▼

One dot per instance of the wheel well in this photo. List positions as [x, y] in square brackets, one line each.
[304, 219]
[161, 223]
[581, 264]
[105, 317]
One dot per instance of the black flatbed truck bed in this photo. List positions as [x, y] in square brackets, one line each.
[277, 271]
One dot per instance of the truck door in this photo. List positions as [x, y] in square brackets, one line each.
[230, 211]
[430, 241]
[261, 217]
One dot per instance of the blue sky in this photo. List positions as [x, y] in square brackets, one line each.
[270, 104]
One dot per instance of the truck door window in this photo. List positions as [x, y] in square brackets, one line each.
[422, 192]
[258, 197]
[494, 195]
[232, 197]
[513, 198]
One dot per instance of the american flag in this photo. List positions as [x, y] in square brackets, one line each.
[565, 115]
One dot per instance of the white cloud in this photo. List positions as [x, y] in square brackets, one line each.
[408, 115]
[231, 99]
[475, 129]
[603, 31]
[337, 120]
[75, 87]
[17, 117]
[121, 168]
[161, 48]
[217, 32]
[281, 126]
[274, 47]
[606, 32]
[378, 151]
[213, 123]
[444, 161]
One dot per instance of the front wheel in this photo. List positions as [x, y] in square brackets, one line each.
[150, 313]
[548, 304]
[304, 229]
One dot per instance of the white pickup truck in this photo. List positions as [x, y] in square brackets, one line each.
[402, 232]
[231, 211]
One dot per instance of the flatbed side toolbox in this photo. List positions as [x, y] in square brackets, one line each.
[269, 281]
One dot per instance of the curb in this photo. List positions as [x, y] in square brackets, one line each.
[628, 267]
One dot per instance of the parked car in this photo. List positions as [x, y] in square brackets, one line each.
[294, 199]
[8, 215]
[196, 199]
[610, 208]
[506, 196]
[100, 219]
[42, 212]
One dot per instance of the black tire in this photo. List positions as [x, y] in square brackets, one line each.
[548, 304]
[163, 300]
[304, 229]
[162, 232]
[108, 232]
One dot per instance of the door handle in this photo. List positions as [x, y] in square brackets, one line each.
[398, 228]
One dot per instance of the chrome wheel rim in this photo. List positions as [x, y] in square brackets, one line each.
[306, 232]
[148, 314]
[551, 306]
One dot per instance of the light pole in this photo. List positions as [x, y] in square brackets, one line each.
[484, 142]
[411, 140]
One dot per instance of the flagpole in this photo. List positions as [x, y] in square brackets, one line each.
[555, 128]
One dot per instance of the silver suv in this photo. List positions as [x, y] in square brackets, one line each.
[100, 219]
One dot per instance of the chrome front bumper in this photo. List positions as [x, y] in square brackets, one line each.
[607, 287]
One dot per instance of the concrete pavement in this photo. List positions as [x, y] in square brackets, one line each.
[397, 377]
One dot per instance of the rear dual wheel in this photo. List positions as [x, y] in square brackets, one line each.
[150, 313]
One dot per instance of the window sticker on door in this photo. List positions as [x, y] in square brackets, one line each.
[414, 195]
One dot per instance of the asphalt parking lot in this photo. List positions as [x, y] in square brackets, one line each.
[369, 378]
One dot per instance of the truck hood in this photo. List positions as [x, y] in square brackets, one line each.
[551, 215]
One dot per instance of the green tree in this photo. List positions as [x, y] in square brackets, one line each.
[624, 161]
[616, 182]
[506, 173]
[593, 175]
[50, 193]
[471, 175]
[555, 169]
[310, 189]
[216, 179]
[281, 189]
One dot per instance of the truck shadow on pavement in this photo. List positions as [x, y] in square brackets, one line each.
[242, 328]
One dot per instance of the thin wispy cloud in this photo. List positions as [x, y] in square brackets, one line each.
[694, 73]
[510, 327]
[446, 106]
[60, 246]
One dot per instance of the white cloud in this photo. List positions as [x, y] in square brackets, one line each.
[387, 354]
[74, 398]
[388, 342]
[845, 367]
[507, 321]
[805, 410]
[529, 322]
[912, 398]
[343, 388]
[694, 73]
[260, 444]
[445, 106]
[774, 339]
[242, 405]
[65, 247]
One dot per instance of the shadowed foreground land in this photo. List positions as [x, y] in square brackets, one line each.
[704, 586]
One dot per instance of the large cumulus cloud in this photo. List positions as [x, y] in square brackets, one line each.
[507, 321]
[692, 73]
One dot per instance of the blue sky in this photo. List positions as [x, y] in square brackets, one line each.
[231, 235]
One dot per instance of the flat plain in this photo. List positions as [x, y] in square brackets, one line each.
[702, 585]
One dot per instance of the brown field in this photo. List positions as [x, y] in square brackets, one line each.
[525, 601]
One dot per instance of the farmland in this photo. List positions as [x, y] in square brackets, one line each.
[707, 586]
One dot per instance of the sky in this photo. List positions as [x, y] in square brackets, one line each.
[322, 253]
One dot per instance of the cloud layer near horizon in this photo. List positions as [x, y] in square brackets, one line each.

▲

Task to carry out - Reproduce, word for word, every line starting at the line that contains "One dot per instance of the sky" and ending with the final line of the entries.

Solution for this problem -
One dot per instance of the sky in this photo. List positions as [x, y] in square brackets, one line each.
[322, 253]
One dot per instance of the cloud layer near horizon in this photo. List positions as [x, y] in square brackets, one line each.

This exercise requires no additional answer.